**Your task:**
The entries must be set down again word for word; no pictures belong in the copy.

Point localization data
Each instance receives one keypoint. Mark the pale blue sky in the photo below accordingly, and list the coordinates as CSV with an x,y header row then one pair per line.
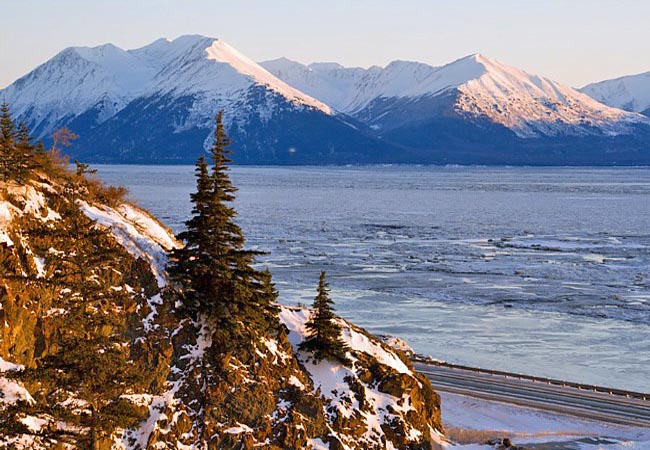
x,y
571,41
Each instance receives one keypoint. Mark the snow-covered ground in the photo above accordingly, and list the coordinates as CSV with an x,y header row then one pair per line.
x,y
532,426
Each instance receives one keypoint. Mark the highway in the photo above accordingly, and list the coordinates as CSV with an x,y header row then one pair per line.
x,y
587,402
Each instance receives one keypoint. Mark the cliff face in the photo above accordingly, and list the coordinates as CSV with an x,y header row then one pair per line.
x,y
95,353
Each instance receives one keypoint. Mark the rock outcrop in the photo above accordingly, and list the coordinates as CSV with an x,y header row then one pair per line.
x,y
95,353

**Task output:**
Each instance receives one keypoint. Mark the pale blue sky in the photo below accordingly, and list the coordinates as CSV with an x,y header row then one pair per line.
x,y
571,41
Each instance receives one keypoint. Mark the snow-covered ground in the photo above accordingly, and list the coordinates as CSV with an x,y header row then one pair per line.
x,y
532,426
Each instance receives one keypoint. Mark the highway in the photo above accordingly, and list the coordinates as CSV with an x,y header row then one pair per line.
x,y
587,402
Each instance receives one keypoint. Mark the cliff face in the photo above accordingly, and list the coordinates as CSV with an x,y header row then one pair per line.
x,y
95,353
Each instance receives one keypoint. Mark the rock outcrop in the photo above accordingly, and list the coordinates as CSV with an x,y header row then one pair per line.
x,y
95,353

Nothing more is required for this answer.